[Supplied passage]:
%%
The kitten, Bella, has found the catnip. She’s a responsible drug user, though, she only partakes of a little, goes apesh!t crazy for a few minutes, then gets back to chasing invisible animals and getting underfoot. I guess you don’t need many mind-altering substances when you’re already zonkers.
Garden Gym Club
First the flowers - my husband’s domain…
Bee balm
Cematis
Fringe Tree
Hiwire Flyer climbing rose
Flower bed near the house
Red climbing rose
Peach rose
Climbing rose topped by clematis
And my vegetable garden - my domain. Everything I started from seeds or direct sowed seeds except the onions, potatoes and 3 of the 19 tomato plants.
Cucumbers
Green and wax beans
Lettuce
Onions
Peas
Potatoes (shhh… I know)
Squash and Zucchini
Tomatoes
Gorgeous! I have a funny story you’d appreciate.
Back in my garden design days, I was gathering info for a bid for a little old lady. She was very sweet and very earnest but didn’t exactly know her plants.
She said, “And there’s this vine I like, I’ve seen it around, with the nice purple flowers? Clitoris, I think it’s called–”
“I believe that’s called clematis,” I added quickly.
Had to look away for a good 30 seconds to wipe the grin off my face.
Thank-you!
We are especially appreciative this year because last year we had a late hard freeze and my fringe tree didn’t bloom and it hurt a lot of my other perineals and they just weren’t as spectacular.
You mentioned flooding - we had the worth flood in the history of this property back in April. All 3 beehives were swept into the woods - we recovered one and it miracuously made it.
Our chicken coop outer run was badly damaged and my vegetable garden had almost a foot of leaf debris in it, fences down, pea fence in the corner… My neighbors and their 2 hard-working teenagers came over and helped us. The mom, daughter and I hauled several dozen wheelbarrow loads of debris out. My peas hadn’t climbed the fence yet, but were flattened. I set the fence back up, removed the debris and in a fews days they popped back up. Onions and potatoes didn’t care. The rest were still in my greenhouse (thank goodness!). Many of the rose bushes were leaning over to the ground and we uprighted them and tamped the soil down around them. Looking at these pictures you would never know how bad it was.
Here is the view from the deck on the back of my house - chicken coop in front, garden in back. As you can see we wisely built the house way up on the hill! This pic is from last year:
This is what I woke up to a few weeks ago:
And my garden where the squash are now planted:
Whoa! That’s some devastation. I hope everything comes back well.
I plan on cutting down some “invasive” trees and doing some other work this weekend. Will do that instead of jogging, I think. Supposed to be hot, though. I’ll have to go out early and get done early.
Geez Louise, my back hurts just looking at all the damage. Glad you had some help. I want a Sherpa!
Glad, too, that the chickies were able to perch above the liquid bulldozer.
Oh Heavens above that looks awful, I would have been in floods, no pun intended, I hate to see all the love and hard work that goes into building the garden to see it washed away like that!
%%
[Rows]:
%%
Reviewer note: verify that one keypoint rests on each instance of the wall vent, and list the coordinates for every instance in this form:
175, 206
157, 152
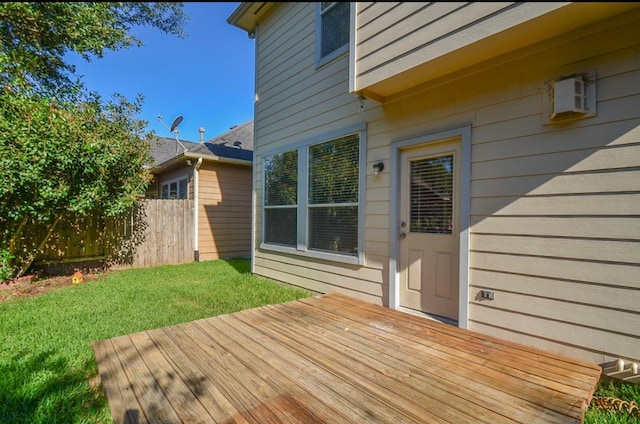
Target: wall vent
569, 98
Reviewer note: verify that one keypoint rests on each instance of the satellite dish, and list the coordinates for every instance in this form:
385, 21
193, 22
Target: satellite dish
175, 123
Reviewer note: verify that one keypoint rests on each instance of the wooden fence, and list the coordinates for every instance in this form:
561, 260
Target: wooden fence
158, 232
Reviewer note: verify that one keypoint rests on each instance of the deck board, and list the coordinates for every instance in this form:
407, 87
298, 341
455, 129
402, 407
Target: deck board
335, 359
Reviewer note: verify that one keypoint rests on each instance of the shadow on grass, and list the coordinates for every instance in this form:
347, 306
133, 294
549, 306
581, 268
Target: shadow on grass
241, 265
44, 388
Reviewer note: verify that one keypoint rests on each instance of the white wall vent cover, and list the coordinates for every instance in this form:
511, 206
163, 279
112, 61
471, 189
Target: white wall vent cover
570, 98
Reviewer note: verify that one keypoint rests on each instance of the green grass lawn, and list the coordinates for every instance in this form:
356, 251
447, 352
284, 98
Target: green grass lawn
47, 368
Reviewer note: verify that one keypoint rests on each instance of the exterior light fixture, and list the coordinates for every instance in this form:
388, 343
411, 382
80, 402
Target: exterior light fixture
377, 168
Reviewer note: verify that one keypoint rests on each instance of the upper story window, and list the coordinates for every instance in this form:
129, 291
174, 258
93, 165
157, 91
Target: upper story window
332, 30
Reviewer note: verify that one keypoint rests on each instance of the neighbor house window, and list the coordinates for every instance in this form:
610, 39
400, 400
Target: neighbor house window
175, 189
312, 199
281, 198
332, 28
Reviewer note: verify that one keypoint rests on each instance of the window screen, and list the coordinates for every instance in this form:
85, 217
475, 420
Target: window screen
333, 195
281, 198
334, 26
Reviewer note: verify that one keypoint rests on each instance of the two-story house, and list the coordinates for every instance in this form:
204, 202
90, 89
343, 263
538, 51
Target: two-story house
476, 162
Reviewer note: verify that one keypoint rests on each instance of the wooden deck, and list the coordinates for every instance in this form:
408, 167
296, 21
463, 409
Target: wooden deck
334, 359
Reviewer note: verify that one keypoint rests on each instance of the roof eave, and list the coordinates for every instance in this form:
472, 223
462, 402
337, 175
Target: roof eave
189, 156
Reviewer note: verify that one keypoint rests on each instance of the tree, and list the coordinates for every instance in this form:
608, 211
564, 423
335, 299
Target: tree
63, 149
36, 36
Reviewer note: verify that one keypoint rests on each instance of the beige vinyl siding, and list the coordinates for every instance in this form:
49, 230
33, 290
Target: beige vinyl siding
224, 216
174, 173
298, 102
395, 37
555, 209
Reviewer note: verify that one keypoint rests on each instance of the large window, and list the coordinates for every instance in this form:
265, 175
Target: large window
333, 195
281, 198
332, 29
175, 189
319, 210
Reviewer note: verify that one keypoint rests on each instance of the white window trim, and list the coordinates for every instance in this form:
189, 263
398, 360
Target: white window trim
302, 248
321, 61
177, 181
%%
[Objectives]:
1. Answer these about the garden post above, one line each:
(a) What is the kitten's name?
(b) Which plants in the vegetable garden were not started from seed?
(c) How many beehives did the April flood sweep into the woods, and how many were recovered?
2. Sum up the garden post in two sentences.
3. Carry on the garden post and its comments from the point where they stop.

[Task responses]:
1.
(a) Bella.
(b) The onions, the potatoes and 3 of the 19 tomato plants.
(c) All 3 were swept away, and one was recovered.

2. The writer shows the flower garden tended by the writer's husband and a vegetable garden the writer grew almost entirely from seed. An April flood swept away the beehives, damaged the chicken coop run and buried the vegetable garden in leaf debris, but with help from neighbors the debris was hauled out and the plants came back.

3.
I nearly cried this morning after the heavy rain last night washed out my mothers day gift from my daughter. I had sent her a photo only yesterday showing how it was still blooming lovely and she replied that she was so glad I hadn’t killed it off and then this morning all the petals had come off
Fortunately the other plants don’t have such fragile petals.
I was in tears most of the morning, then rolled up my sleeves and started cleanup/repairs. We built everything in that meadow with just me and my husband, so we looked at each other and said we could fix everything. And we did - eventually.
I lost about $500 worth of bee boxes I never found but won’t need them until next year. I may build my own with the price of everything and shipping going through the roof. Need to round up some scrap wood leftover from other projects because lumber is crazy expensive now also.
We were hiking the woods near the creek looking for the bee boxes about a week after the flood and spotted a bright blue mound over by a tree. It was the lobelia from one of our flower beds that got washed away. My husband scooped it it and carried it back to the flower bed, replanted it and it is doing well.
Thank you for ending the story on this nice note, it’s hopeful and heartening. Not just the lobelia, but the husband, as well! Ha!
Nature is beautiful but can be so wicked too. Glad to know your lobelias were so resilient and are doing well. Very sad to lose the bees, I love bees. As you mentioned thank heavens your house was built on the hill and you didn’t lose everything indoors too
Always bee kind to them, and they will bee kind to you!
Honey, you’re going over the deep end with the dad jokes, they’re beginning to sting.
When I am trying to scrub the dirt from under my fingernails after planting or pulling weeds (should wear gloves but don’t) I cut them short to make it easier… then discover how difficult it is to count stiches on a knitting needle with short fingernails!!!
My hobbies are not compatible LOL
OTOH… my beekeeping hobby doesn’t care how long or short my fingernails are since they are securely protected in long gloves!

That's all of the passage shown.